## EXERCISE DIRECTIONS:
From the line with "Would you be able to point at the bird's hooked" through the final line, please write out the listing exactly, including both of those lines.
■ ■ ■ ■ ■ ■ ■
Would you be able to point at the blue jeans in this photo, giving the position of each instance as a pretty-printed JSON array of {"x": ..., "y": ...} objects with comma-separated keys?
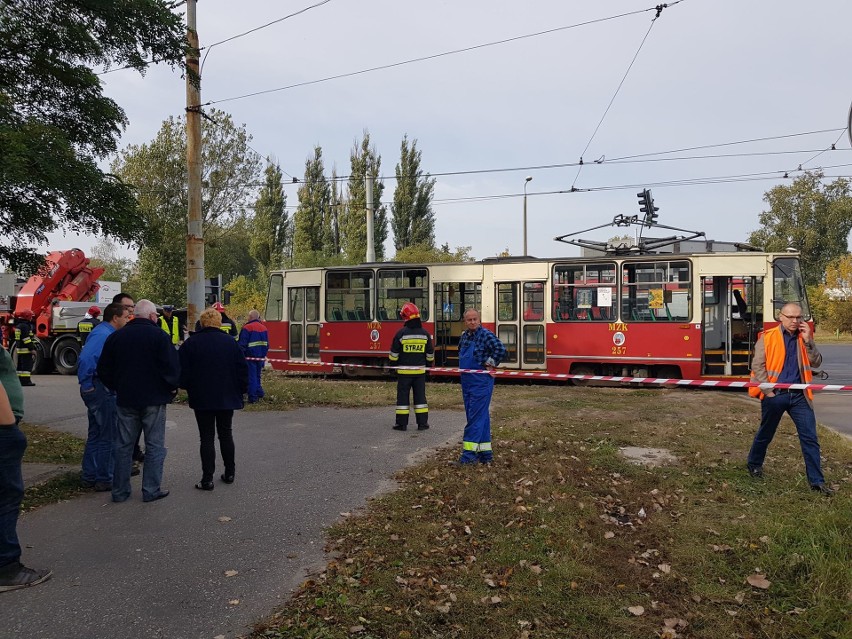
[
  {"x": 97, "y": 456},
  {"x": 13, "y": 443},
  {"x": 772, "y": 410},
  {"x": 255, "y": 389},
  {"x": 151, "y": 420}
]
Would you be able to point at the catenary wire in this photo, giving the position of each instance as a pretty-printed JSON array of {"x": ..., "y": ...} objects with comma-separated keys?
[
  {"x": 263, "y": 26},
  {"x": 614, "y": 95},
  {"x": 433, "y": 56}
]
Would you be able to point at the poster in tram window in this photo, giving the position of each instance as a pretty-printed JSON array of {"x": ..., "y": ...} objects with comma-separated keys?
[{"x": 655, "y": 298}]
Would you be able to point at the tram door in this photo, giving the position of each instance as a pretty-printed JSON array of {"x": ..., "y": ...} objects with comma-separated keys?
[
  {"x": 520, "y": 323},
  {"x": 304, "y": 323},
  {"x": 732, "y": 310}
]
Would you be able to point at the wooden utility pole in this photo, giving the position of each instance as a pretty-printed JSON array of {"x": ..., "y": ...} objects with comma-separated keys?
[
  {"x": 195, "y": 232},
  {"x": 371, "y": 242}
]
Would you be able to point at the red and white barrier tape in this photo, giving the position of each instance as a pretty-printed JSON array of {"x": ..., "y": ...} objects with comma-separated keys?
[{"x": 660, "y": 381}]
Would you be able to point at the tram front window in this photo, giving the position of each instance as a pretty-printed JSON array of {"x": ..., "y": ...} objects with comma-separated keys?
[{"x": 789, "y": 286}]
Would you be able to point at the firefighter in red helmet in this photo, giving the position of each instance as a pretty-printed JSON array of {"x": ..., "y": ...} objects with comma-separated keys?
[
  {"x": 412, "y": 351},
  {"x": 24, "y": 346}
]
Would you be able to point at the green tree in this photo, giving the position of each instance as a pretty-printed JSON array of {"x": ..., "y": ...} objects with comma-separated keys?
[
  {"x": 55, "y": 122},
  {"x": 412, "y": 217},
  {"x": 157, "y": 172},
  {"x": 364, "y": 160},
  {"x": 811, "y": 216},
  {"x": 831, "y": 302},
  {"x": 424, "y": 254},
  {"x": 271, "y": 236},
  {"x": 106, "y": 255},
  {"x": 309, "y": 228}
]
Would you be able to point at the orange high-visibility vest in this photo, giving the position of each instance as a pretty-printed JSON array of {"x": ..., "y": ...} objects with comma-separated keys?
[{"x": 773, "y": 344}]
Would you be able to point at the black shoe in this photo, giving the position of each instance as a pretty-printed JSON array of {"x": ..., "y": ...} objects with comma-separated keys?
[
  {"x": 16, "y": 576},
  {"x": 822, "y": 489},
  {"x": 160, "y": 495}
]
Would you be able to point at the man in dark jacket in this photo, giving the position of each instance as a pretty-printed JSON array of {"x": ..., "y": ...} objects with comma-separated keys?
[
  {"x": 215, "y": 375},
  {"x": 140, "y": 364},
  {"x": 412, "y": 349}
]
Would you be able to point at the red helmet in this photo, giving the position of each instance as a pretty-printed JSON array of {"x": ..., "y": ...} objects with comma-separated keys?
[{"x": 409, "y": 311}]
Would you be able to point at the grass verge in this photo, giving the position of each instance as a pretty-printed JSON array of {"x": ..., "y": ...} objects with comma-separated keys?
[
  {"x": 51, "y": 447},
  {"x": 563, "y": 537}
]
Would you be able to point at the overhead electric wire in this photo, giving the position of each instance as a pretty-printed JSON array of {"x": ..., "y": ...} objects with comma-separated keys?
[
  {"x": 614, "y": 95},
  {"x": 263, "y": 26},
  {"x": 833, "y": 147},
  {"x": 432, "y": 56}
]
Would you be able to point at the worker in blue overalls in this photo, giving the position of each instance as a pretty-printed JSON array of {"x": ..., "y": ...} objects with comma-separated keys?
[{"x": 479, "y": 349}]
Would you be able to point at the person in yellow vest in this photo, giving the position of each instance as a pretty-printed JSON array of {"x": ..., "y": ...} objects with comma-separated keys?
[
  {"x": 784, "y": 355},
  {"x": 170, "y": 323}
]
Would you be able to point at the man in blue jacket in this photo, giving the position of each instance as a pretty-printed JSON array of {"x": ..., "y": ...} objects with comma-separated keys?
[
  {"x": 480, "y": 350},
  {"x": 99, "y": 401},
  {"x": 140, "y": 364},
  {"x": 254, "y": 342}
]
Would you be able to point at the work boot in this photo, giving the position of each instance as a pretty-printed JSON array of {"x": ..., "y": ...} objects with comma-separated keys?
[
  {"x": 16, "y": 576},
  {"x": 822, "y": 489}
]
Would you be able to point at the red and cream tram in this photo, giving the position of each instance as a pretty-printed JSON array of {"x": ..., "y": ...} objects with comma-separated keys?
[{"x": 673, "y": 315}]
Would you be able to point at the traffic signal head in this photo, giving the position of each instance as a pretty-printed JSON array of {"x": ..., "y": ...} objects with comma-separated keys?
[{"x": 646, "y": 206}]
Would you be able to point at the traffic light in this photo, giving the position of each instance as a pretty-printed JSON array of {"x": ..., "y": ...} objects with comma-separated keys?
[{"x": 646, "y": 206}]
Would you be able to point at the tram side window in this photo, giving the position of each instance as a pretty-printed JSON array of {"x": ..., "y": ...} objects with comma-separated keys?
[
  {"x": 655, "y": 291},
  {"x": 453, "y": 298},
  {"x": 275, "y": 299},
  {"x": 789, "y": 285},
  {"x": 584, "y": 292},
  {"x": 398, "y": 286},
  {"x": 347, "y": 296}
]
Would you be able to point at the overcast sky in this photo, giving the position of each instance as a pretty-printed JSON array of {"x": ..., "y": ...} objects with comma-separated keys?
[{"x": 710, "y": 72}]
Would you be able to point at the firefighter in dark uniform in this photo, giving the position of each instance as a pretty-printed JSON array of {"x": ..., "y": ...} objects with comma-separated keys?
[
  {"x": 24, "y": 346},
  {"x": 412, "y": 350},
  {"x": 89, "y": 321}
]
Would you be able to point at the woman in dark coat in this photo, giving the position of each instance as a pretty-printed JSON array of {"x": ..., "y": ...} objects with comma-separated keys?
[{"x": 215, "y": 374}]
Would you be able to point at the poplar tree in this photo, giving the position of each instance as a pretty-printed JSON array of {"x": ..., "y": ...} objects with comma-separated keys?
[
  {"x": 364, "y": 160},
  {"x": 308, "y": 222},
  {"x": 412, "y": 217},
  {"x": 271, "y": 230}
]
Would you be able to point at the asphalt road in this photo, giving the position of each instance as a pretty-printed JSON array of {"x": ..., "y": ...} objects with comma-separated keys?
[
  {"x": 160, "y": 570},
  {"x": 833, "y": 408}
]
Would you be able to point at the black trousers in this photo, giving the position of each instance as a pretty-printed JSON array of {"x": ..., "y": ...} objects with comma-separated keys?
[
  {"x": 405, "y": 384},
  {"x": 210, "y": 423}
]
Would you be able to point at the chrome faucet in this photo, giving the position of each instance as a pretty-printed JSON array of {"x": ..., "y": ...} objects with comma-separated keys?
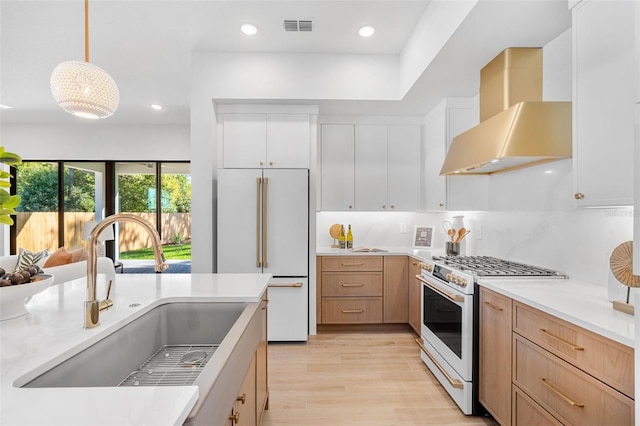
[{"x": 93, "y": 306}]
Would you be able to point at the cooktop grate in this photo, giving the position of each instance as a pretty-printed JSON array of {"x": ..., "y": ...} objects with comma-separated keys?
[
  {"x": 488, "y": 266},
  {"x": 172, "y": 365}
]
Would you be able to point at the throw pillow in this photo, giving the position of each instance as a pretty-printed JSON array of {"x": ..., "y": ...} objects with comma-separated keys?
[
  {"x": 27, "y": 258},
  {"x": 78, "y": 254},
  {"x": 59, "y": 257}
]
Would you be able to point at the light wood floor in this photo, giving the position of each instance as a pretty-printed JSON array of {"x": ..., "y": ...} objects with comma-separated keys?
[{"x": 372, "y": 379}]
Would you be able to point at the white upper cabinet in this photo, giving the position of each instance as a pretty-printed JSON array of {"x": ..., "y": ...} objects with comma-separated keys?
[
  {"x": 603, "y": 102},
  {"x": 370, "y": 167},
  {"x": 266, "y": 141},
  {"x": 337, "y": 158},
  {"x": 403, "y": 167},
  {"x": 447, "y": 120},
  {"x": 387, "y": 168}
]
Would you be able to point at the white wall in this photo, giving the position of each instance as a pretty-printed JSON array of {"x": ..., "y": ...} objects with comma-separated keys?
[{"x": 97, "y": 141}]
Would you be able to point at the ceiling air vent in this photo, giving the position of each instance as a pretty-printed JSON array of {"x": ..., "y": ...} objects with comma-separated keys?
[{"x": 297, "y": 25}]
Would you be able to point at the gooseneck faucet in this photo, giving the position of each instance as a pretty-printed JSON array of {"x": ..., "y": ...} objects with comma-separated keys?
[{"x": 93, "y": 306}]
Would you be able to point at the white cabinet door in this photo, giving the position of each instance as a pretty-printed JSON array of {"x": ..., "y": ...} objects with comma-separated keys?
[
  {"x": 371, "y": 167},
  {"x": 287, "y": 141},
  {"x": 403, "y": 168},
  {"x": 288, "y": 309},
  {"x": 286, "y": 222},
  {"x": 337, "y": 167},
  {"x": 244, "y": 140},
  {"x": 238, "y": 211},
  {"x": 603, "y": 102},
  {"x": 435, "y": 135}
]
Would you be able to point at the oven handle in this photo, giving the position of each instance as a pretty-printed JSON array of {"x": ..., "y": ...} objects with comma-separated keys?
[
  {"x": 456, "y": 384},
  {"x": 454, "y": 297}
]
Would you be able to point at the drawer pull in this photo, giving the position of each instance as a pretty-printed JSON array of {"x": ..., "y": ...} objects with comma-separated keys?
[
  {"x": 494, "y": 307},
  {"x": 453, "y": 297},
  {"x": 560, "y": 394},
  {"x": 566, "y": 342},
  {"x": 280, "y": 285},
  {"x": 456, "y": 384}
]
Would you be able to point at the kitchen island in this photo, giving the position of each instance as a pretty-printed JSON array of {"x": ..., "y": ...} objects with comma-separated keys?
[{"x": 53, "y": 331}]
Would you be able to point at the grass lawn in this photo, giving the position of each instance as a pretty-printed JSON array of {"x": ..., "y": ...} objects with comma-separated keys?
[{"x": 171, "y": 252}]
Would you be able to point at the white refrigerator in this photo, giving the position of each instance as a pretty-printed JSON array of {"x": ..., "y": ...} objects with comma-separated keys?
[{"x": 263, "y": 227}]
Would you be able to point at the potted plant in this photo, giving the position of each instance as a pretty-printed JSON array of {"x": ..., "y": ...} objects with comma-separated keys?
[{"x": 8, "y": 202}]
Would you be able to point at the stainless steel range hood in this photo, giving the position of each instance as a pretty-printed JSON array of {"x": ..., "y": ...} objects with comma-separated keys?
[{"x": 516, "y": 128}]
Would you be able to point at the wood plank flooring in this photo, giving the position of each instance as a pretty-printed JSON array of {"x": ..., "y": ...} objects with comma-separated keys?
[{"x": 357, "y": 379}]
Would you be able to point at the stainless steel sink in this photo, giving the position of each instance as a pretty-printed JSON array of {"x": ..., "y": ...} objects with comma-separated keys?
[{"x": 176, "y": 333}]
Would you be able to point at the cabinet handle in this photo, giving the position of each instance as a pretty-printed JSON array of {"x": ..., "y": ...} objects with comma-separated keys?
[
  {"x": 456, "y": 384},
  {"x": 492, "y": 306},
  {"x": 560, "y": 339},
  {"x": 280, "y": 285},
  {"x": 454, "y": 297},
  {"x": 560, "y": 394}
]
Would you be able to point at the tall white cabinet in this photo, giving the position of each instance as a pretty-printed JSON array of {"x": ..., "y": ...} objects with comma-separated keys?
[
  {"x": 604, "y": 98},
  {"x": 370, "y": 167},
  {"x": 448, "y": 119}
]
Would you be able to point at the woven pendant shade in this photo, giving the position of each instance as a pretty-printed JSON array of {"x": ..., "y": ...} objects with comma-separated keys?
[{"x": 83, "y": 89}]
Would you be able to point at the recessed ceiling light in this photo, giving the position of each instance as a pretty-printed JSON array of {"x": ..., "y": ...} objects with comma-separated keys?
[
  {"x": 366, "y": 31},
  {"x": 248, "y": 29}
]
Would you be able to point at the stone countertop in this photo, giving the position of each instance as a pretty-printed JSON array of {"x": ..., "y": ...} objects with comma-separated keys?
[
  {"x": 579, "y": 302},
  {"x": 53, "y": 330}
]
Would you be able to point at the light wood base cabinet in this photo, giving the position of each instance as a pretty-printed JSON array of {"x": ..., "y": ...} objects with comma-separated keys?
[
  {"x": 362, "y": 290},
  {"x": 494, "y": 384},
  {"x": 538, "y": 369}
]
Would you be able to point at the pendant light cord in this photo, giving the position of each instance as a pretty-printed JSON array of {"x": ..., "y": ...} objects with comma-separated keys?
[{"x": 86, "y": 30}]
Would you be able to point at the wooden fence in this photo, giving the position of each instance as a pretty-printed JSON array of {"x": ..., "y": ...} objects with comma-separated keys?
[{"x": 39, "y": 230}]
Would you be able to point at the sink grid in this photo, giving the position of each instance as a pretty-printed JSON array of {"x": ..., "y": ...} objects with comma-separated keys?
[{"x": 172, "y": 365}]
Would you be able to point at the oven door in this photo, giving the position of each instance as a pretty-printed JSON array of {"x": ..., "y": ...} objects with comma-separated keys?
[{"x": 447, "y": 324}]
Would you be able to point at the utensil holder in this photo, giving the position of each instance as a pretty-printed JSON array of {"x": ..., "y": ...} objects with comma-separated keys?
[{"x": 452, "y": 249}]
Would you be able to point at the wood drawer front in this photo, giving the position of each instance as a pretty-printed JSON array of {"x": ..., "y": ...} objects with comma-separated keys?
[
  {"x": 351, "y": 284},
  {"x": 527, "y": 412},
  {"x": 346, "y": 310},
  {"x": 557, "y": 386},
  {"x": 603, "y": 358},
  {"x": 352, "y": 263}
]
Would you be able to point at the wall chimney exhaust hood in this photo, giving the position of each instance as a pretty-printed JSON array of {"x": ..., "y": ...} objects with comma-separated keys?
[{"x": 516, "y": 128}]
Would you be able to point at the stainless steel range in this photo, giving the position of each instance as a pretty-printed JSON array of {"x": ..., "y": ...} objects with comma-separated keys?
[{"x": 450, "y": 318}]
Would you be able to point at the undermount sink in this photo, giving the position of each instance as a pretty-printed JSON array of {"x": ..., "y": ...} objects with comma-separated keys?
[{"x": 182, "y": 338}]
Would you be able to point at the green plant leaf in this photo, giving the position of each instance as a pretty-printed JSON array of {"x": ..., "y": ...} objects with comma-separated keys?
[{"x": 6, "y": 220}]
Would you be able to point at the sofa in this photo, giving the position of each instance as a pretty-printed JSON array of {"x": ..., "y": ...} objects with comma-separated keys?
[{"x": 64, "y": 273}]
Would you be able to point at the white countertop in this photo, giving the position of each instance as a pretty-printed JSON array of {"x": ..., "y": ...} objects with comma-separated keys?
[
  {"x": 578, "y": 302},
  {"x": 54, "y": 329}
]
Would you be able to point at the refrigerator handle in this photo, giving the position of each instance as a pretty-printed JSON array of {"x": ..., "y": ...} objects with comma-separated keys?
[
  {"x": 265, "y": 210},
  {"x": 258, "y": 185}
]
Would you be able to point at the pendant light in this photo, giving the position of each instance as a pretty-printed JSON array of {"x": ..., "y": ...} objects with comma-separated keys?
[{"x": 83, "y": 89}]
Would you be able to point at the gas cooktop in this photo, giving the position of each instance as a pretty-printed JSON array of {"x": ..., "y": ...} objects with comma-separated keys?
[{"x": 487, "y": 266}]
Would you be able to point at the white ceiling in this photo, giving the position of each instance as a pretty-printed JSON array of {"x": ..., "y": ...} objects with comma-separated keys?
[{"x": 146, "y": 45}]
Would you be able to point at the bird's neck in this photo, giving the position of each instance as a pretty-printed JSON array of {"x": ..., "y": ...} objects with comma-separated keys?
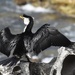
[{"x": 28, "y": 28}]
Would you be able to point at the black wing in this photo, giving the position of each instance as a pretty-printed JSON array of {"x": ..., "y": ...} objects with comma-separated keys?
[
  {"x": 48, "y": 36},
  {"x": 5, "y": 38}
]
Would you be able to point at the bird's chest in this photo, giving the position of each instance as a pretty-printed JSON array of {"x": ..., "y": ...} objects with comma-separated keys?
[{"x": 27, "y": 42}]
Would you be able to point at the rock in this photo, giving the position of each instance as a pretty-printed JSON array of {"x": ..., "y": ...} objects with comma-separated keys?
[{"x": 65, "y": 63}]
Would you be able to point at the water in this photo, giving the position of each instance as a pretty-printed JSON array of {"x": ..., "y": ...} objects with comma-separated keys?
[{"x": 9, "y": 16}]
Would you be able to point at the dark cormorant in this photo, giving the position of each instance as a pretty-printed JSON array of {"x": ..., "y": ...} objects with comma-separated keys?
[
  {"x": 44, "y": 37},
  {"x": 26, "y": 42}
]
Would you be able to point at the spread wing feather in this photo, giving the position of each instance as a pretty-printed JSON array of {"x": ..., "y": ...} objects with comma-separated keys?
[{"x": 48, "y": 36}]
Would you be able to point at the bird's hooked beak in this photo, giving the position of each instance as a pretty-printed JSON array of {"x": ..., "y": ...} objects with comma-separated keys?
[{"x": 22, "y": 17}]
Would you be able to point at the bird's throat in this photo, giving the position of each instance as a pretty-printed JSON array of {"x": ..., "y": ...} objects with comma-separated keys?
[{"x": 25, "y": 28}]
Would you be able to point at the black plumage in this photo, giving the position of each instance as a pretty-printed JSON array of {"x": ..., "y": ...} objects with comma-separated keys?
[{"x": 20, "y": 44}]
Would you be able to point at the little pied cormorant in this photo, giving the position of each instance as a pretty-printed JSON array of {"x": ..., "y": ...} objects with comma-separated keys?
[{"x": 20, "y": 44}]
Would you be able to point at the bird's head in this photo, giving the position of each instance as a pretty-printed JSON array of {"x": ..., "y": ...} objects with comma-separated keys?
[{"x": 28, "y": 21}]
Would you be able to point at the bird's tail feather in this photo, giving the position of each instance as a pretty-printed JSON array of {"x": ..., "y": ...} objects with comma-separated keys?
■ ■ ■ ■ ■ ■ ■
## IN RESPONSE:
Would you be able to point at the bird's hooked beak in this photo, giving the position of each instance as a pretty-printed JSON array of {"x": ..., "y": ...} objects with comma-separated keys?
[{"x": 22, "y": 17}]
Would you be able to point at the bird's throat in this photo, giving the position of each instance as a pretty-printed JSON array of {"x": ..., "y": ...} objects with comma-separated keys?
[{"x": 25, "y": 28}]
Would you be able to point at the black plumage in this photo, giving the position of each instance as a pretty-printed JSON array of {"x": ..., "y": ...} objects with comma-separated keys?
[{"x": 20, "y": 44}]
Would you be able to point at the little pied cormorant in this photo, giving the position of each instance as a pretty-printed JSON array of {"x": ..., "y": ...} objects with comma-separated keys?
[{"x": 20, "y": 44}]
Would you be able to point at the bird's head in this photo, giving the position of each instance as a pretty-printed JSON array of {"x": ..., "y": ...} objects with comma-separated keys?
[{"x": 28, "y": 21}]
Would you be able to point at the bird's tail feather in this photo, giving the position of each instance as a pretty-printed JSON array of {"x": ..., "y": ...} objects with comma-separated keys?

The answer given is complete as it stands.